### Task requirements:
Reproduce the rows starting at the line that contains "Within the photograph above, in which part is the car's rear" and ending at the line that contains "[9,102,388,259]", swapping "distant" for "faraway" and leaving everything else the same. Return only those rows.

☆ ☆ ☆ ☆ ☆ ☆ ☆

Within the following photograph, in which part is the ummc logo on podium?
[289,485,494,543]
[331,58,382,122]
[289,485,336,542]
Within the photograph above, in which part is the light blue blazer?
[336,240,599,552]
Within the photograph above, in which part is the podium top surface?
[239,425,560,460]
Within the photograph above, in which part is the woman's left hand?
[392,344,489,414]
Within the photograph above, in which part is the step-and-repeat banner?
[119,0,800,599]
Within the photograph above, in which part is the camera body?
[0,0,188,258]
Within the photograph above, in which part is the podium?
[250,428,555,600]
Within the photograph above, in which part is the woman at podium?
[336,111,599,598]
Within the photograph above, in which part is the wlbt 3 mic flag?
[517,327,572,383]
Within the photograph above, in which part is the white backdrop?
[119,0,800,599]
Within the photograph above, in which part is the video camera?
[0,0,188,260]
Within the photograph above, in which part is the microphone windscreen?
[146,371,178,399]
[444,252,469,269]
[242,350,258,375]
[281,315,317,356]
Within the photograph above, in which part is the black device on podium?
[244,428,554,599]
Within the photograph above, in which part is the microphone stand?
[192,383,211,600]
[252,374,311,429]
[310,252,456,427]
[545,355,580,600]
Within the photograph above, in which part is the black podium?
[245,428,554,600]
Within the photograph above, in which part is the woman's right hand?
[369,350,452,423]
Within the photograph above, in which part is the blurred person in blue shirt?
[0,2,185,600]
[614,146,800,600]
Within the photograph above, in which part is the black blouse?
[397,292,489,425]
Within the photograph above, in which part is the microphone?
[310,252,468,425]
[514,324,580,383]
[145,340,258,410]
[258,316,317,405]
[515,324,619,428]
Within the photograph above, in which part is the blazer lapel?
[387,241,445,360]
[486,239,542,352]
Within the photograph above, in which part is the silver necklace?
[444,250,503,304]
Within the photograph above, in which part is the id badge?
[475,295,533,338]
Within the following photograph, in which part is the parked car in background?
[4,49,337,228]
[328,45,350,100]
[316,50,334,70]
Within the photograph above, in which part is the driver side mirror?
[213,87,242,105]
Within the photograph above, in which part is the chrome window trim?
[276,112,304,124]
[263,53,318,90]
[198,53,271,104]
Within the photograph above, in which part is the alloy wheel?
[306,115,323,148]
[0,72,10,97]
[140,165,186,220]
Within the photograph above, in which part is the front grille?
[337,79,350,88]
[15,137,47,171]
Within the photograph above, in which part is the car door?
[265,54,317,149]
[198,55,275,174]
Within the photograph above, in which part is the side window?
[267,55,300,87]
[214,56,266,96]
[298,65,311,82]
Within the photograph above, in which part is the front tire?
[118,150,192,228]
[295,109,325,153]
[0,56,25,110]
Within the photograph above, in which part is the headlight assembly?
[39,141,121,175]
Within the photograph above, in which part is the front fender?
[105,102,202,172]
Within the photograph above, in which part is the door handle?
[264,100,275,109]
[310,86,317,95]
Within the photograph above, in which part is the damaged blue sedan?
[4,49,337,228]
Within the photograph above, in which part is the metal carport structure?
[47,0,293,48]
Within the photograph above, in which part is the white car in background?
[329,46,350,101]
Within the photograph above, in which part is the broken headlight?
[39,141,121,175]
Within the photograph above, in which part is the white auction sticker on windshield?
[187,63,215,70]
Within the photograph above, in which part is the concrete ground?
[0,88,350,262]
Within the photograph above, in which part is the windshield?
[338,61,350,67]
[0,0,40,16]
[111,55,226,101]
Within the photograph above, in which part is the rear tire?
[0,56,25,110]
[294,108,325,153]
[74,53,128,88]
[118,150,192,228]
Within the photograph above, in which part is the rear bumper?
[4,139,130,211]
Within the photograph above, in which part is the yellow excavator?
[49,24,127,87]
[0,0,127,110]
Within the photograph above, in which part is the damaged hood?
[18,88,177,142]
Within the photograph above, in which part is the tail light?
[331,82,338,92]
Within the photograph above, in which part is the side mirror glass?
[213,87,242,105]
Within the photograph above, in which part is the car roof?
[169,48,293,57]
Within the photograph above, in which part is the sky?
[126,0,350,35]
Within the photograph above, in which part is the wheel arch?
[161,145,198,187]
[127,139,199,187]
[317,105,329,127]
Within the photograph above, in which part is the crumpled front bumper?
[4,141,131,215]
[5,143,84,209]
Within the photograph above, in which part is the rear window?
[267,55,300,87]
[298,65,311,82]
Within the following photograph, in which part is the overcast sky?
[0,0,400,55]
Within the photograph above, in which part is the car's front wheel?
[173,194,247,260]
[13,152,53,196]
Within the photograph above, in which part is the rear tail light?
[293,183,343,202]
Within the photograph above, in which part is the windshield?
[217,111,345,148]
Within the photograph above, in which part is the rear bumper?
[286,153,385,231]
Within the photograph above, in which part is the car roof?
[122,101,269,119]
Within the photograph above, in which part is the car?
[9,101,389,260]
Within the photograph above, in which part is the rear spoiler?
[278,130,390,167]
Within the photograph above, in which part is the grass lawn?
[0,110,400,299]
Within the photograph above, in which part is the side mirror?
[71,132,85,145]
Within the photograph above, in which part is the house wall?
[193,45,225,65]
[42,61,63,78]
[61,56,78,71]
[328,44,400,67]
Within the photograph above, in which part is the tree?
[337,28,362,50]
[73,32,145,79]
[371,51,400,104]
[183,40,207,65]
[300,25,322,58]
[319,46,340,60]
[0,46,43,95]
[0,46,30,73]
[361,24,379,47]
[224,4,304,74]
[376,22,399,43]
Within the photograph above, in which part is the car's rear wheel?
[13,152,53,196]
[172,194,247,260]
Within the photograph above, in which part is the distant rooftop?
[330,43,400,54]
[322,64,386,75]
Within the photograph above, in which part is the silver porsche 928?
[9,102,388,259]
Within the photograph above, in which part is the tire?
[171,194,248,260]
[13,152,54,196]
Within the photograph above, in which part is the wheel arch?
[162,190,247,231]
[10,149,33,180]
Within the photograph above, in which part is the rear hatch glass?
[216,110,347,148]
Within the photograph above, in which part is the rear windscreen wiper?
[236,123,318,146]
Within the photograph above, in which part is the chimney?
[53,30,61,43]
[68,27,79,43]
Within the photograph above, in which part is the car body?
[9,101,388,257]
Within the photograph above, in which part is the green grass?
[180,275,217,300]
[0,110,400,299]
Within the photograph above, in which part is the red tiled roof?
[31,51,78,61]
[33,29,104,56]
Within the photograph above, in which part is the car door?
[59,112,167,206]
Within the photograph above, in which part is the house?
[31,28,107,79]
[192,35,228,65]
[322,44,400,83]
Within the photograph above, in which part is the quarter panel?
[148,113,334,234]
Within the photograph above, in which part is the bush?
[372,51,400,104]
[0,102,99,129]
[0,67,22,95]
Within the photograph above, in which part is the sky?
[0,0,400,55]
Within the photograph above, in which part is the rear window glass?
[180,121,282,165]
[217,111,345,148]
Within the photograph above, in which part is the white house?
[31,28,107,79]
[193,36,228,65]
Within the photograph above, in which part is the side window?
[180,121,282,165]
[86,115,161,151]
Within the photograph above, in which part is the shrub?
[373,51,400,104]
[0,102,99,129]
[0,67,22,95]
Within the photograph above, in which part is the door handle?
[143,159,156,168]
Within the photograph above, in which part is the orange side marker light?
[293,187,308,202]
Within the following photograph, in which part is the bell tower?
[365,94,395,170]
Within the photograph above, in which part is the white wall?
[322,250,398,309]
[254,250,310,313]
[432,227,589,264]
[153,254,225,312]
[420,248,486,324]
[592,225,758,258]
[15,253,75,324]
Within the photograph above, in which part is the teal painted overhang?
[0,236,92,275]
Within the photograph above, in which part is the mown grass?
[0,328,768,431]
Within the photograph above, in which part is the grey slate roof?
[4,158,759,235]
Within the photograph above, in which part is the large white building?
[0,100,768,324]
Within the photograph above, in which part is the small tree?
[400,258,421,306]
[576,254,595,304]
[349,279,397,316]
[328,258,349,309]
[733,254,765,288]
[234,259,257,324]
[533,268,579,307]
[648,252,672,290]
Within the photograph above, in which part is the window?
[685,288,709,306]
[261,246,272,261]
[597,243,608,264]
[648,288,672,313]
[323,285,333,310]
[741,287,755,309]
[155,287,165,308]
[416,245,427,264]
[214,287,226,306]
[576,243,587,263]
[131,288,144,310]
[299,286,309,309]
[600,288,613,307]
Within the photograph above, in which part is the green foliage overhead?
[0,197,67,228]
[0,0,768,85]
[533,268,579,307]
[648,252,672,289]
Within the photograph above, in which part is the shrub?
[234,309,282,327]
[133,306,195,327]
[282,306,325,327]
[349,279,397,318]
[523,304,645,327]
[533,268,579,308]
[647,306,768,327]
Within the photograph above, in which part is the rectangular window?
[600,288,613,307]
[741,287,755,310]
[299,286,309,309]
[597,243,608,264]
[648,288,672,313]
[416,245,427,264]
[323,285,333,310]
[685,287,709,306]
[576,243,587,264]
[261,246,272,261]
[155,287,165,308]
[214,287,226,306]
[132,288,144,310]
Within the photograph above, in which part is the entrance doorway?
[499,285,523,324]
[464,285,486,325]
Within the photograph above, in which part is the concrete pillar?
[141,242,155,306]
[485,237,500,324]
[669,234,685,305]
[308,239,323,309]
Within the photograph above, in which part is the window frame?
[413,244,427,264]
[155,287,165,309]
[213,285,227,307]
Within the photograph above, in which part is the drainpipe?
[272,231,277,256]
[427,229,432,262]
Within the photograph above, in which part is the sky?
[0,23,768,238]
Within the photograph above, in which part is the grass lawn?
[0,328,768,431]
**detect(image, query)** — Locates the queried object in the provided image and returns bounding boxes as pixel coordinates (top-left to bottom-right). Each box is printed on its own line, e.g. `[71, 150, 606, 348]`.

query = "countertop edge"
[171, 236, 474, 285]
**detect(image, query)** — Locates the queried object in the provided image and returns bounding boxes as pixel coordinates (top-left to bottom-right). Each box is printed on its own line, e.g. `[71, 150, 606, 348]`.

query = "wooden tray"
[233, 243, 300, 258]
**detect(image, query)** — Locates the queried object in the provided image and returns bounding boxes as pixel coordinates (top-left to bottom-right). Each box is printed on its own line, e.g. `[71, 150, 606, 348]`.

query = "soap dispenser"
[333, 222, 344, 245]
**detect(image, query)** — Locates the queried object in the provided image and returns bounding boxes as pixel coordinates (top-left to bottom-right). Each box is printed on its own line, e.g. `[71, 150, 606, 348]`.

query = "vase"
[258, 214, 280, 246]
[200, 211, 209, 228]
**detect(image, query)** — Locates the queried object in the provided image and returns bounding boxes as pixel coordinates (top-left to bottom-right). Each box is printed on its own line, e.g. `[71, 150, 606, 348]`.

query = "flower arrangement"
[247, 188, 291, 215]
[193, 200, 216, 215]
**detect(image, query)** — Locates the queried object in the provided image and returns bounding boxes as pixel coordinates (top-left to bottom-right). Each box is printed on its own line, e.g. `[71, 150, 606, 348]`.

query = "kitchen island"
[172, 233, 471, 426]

☆ ☆ ☆ ☆ ☆ ☆ ☆

### Exercise solution:
Within the photograph above, in which part is the car's rear wheel?
[13,152,53,196]
[172,194,247,260]
Within the photograph above, in which part is the faraway rooftop?
[330,43,400,54]
[322,64,386,75]
Within the photograph above, in which part is the silver porsche 928?
[9,102,388,259]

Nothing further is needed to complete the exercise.